## [SOURCE EXCERPT]
** begin **
Journal Issue: Excellence in the Classroom Volume 17 Number 1 Spring 2007
Evidence on Individual-Based Performance Systems
In this section I review evidence on several individual-based incentive programs, again both in the United States and abroad.
Evidence from the United States
Studies of individual-based incentive schemes in the United States have had some success in isolating the programs’ causal effects on student outcomes. But their findings have also been quite mixed. For example, one study assessed the effect on student achievement of a merit pay scheme in Michigan that rewarded individual teachers according to student retention rates and evaluation questionnaires completed by their students.53 The scheme, which did not directly target student achievement, did improve student retention. But pass rates fell, while attendance rates and grade point averages remained unchanged. The authors concluded that “incentive systems within complex organizations such as schools may produce results that are unintended and at times misdirected.”
In contrast, another study combined panel data from the U.S. National Education Longitudinal Survey of 1988 (NELS88) to estimate the effects of teacher incentives on student outcomes.54 The authors defined incentive schemes as any merit raise or bonus awarded to any proportion of teachers in a school, although the variables did not identify whether schemes stipulated that rewards were to be tied directly to student achievement. The wealth of data in the survey enabled the authors to control for many student, teacher, school, and family characteristics to make it easier to compare students taught by treatment teachers (those in the incentive scheme) with students taught by teachers in a control group. The results were positive, particularly in public and poor (low economic status) schools. Test scores were higher when awards were higher and when awards were given only to a few teachers within a school.
** end **
## [WHAT YOU NEED TO DO]
1. According to the passage on teacher incentive programs, why could the NELS88 study compare students of treatment teachers with students of control-group teachers more easily? Answer in one to three sentences.
2. Carry on writing the passage on teacher incentive programs, starting after its final sentence.
The entries listed below have no role here.

Data items:
** begin **
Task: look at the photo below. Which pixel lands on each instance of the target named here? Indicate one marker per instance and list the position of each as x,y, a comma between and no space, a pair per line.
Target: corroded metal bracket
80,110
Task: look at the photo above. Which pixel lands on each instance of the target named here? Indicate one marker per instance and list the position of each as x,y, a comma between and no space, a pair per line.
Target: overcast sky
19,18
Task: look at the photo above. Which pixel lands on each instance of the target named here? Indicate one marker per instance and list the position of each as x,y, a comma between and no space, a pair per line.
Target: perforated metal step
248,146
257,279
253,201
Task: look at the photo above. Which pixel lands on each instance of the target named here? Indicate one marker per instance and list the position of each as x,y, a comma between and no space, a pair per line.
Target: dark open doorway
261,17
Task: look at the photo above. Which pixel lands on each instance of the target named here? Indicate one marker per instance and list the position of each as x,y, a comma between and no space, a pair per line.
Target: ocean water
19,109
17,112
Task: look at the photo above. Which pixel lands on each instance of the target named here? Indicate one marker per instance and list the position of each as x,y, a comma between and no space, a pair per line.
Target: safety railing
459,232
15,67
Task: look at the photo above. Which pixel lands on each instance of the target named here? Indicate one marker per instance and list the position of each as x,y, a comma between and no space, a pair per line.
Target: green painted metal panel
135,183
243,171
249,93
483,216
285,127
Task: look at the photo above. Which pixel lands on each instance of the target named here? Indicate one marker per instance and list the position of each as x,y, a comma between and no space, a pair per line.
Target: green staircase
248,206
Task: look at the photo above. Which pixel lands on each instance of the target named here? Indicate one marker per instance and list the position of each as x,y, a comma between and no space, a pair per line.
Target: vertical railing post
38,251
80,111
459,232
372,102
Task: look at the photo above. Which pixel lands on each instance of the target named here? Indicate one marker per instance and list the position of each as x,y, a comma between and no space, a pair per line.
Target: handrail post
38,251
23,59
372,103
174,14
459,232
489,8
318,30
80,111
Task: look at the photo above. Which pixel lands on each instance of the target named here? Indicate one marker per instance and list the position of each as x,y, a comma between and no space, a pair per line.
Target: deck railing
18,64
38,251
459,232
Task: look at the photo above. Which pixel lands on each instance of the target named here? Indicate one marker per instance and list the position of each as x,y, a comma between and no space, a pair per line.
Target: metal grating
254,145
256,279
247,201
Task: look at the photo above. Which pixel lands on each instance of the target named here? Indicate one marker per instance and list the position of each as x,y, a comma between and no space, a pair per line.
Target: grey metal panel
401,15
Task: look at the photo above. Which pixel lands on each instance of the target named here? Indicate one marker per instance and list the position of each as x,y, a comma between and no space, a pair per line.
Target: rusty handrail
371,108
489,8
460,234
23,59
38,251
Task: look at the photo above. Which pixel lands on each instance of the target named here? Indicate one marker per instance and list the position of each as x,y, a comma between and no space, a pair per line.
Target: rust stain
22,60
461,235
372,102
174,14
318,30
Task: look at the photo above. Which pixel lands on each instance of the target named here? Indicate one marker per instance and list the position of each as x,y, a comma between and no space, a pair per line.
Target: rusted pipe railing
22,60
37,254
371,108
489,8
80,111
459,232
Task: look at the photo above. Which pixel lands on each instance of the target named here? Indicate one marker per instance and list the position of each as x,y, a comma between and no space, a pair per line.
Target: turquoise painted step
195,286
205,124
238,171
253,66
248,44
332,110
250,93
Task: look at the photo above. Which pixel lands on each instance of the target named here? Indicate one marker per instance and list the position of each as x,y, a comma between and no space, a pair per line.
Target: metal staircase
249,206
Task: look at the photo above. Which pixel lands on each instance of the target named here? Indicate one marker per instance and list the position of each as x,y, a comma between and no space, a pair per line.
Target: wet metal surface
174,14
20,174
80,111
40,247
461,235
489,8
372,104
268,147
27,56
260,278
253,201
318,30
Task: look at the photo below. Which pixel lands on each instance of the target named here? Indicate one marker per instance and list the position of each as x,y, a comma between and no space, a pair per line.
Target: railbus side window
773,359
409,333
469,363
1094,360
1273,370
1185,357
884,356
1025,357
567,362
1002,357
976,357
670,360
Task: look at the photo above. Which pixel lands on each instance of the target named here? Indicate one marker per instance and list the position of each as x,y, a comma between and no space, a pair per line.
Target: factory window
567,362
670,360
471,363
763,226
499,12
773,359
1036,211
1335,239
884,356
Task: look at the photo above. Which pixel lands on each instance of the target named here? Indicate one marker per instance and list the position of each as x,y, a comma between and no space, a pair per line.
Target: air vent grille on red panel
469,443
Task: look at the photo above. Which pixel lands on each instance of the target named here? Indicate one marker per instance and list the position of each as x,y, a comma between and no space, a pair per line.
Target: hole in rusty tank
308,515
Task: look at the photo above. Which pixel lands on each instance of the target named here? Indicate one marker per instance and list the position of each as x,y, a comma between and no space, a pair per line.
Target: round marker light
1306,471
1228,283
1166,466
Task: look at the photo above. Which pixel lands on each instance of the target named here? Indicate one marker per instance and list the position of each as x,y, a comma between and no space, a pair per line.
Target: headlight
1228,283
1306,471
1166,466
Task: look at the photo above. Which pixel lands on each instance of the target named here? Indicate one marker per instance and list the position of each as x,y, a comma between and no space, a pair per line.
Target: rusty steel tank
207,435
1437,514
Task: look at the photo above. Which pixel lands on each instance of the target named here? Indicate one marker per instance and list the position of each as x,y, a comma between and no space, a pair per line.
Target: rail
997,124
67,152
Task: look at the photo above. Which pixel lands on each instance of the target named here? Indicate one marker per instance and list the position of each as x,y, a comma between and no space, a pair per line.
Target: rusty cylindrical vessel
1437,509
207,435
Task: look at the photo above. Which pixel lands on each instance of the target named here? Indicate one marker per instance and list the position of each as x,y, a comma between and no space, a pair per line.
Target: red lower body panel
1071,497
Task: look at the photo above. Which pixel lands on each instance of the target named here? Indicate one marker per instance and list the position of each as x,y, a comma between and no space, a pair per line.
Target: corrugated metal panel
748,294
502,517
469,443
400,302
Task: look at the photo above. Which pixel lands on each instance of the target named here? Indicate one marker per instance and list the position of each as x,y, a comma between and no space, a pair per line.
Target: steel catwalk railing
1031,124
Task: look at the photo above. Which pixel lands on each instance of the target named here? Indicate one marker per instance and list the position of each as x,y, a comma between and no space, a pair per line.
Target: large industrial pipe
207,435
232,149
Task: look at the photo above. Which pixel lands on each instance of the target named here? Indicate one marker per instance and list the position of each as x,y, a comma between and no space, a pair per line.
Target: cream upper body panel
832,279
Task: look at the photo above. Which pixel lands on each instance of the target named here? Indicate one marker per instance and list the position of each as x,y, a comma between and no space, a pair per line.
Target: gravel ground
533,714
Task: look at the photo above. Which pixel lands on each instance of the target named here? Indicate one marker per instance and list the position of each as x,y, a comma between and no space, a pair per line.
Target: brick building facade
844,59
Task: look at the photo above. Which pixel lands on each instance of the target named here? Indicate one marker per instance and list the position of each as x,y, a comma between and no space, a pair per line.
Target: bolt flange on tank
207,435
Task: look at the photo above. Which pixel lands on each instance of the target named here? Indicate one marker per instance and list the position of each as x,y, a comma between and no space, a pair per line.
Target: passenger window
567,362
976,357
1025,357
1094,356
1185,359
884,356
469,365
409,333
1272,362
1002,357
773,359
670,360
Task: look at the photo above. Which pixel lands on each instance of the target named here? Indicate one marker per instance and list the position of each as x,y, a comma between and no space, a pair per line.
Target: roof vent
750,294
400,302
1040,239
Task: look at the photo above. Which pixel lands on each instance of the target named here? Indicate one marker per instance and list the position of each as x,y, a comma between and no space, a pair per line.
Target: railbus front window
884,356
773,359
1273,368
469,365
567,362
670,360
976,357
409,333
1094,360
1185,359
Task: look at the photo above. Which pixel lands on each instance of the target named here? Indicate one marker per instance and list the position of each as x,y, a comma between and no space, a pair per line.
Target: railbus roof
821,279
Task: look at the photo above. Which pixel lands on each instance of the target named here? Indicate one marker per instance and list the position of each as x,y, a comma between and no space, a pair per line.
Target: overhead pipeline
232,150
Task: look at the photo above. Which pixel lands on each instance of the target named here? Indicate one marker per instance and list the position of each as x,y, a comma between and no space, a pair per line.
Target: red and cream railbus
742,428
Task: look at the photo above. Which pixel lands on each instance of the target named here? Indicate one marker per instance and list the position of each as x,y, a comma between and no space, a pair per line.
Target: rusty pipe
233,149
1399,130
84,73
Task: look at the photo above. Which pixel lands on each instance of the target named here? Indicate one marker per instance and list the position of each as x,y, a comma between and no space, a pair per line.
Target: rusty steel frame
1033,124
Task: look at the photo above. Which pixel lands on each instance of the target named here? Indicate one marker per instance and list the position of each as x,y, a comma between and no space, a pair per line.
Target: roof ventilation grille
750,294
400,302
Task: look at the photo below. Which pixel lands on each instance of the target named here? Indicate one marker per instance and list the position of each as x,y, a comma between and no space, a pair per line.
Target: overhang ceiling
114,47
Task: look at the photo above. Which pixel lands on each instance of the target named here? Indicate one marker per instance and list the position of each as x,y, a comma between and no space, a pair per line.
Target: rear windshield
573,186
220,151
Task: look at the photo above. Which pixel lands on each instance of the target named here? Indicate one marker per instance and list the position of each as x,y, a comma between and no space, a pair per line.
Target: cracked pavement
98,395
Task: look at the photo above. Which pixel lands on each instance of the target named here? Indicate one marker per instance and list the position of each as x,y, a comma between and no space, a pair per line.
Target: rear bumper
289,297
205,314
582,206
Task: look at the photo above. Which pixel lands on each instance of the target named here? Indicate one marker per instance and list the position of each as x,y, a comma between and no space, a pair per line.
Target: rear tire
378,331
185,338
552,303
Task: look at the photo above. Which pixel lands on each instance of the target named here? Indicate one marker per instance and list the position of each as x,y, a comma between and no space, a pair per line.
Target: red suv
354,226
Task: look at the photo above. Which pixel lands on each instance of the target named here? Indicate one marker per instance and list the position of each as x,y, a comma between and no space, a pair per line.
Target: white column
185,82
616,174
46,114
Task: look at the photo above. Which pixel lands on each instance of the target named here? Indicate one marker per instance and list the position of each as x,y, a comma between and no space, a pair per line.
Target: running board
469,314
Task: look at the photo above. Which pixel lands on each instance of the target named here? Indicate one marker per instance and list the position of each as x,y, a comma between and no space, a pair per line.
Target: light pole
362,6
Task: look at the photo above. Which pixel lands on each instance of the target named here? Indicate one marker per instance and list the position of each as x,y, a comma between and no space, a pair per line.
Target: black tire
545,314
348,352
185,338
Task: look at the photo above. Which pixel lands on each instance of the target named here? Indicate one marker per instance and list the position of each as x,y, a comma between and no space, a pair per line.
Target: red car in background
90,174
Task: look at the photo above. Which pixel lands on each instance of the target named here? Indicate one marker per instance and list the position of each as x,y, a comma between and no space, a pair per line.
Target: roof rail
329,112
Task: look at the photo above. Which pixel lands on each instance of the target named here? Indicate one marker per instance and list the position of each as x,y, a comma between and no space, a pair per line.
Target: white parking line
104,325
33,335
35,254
** end **
## [ANSWERS TO THE EXERCISES]
1. The NELS88 survey held a wealth of data. That let the authors control for many student, teacher, school, and family characteristics, which made the two groups of students easier to compare.

2.
Finally, a third study analyzed incentive effects on student SAT scores in the Tennessee STAR (Student Teacher Achievement Ratio) and Career Ladder Evaluation programs.55 It controlled for student and teacher characteristics as well as for class attributes that do not change over time (by including class fixed effects based on panel data). It found that SAT scores improved, with gains varying across subjects and with teacher seniority.
One reason for the mixed evidence may be that the studies combine students at all grade levels. One analysis of merit pay reforms in South Carolina in the 1980s and 1990s suggested that merit pay might be more effective in earlier grades than in later grades. More generally, the study cautioned that the effects of performance-based pay may vary across countries, schools, population groups, or time.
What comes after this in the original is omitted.